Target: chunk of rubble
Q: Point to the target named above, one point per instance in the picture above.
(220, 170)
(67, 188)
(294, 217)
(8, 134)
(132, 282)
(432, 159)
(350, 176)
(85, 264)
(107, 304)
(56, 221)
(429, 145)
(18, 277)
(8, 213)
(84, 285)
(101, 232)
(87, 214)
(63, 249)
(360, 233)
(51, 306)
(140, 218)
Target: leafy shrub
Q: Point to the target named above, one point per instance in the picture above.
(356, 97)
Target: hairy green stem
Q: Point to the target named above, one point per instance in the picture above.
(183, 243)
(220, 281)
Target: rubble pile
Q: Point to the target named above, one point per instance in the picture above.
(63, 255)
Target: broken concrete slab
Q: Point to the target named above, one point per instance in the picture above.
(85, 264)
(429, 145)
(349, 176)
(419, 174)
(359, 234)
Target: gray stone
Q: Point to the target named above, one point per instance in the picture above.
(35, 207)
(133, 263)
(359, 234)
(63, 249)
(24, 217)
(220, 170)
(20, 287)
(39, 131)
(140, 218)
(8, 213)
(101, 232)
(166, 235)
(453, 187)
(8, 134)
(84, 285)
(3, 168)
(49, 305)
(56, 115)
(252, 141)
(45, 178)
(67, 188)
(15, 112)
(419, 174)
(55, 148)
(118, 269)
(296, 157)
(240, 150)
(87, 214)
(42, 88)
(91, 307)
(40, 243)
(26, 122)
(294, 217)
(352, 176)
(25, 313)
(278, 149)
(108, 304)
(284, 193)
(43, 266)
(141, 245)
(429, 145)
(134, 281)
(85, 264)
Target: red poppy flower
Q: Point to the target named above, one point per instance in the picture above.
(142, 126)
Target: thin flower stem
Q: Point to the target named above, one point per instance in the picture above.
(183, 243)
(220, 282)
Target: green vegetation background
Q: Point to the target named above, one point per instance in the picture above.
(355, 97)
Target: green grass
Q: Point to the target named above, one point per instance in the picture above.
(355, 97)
┄┄┄┄┄┄
## What to do
Please rescale the records from the line with "Target: thin flower stem" through the end of the records, both ends included. Write every line out again, requests included, with each answer coordinate multiplied by 2.2 and rounded to a whole number, halves going up.

## The output
Target: thin flower stem
Q: Point to the target named above, one point per instance in the picture above.
(403, 535)
(484, 620)
Target: green vegetation background
Q: Point to the target named above, one point per instance in the picture above.
(781, 213)
Target: green grass
Q: Point to the target named above, one point per instance in the picture above.
(781, 213)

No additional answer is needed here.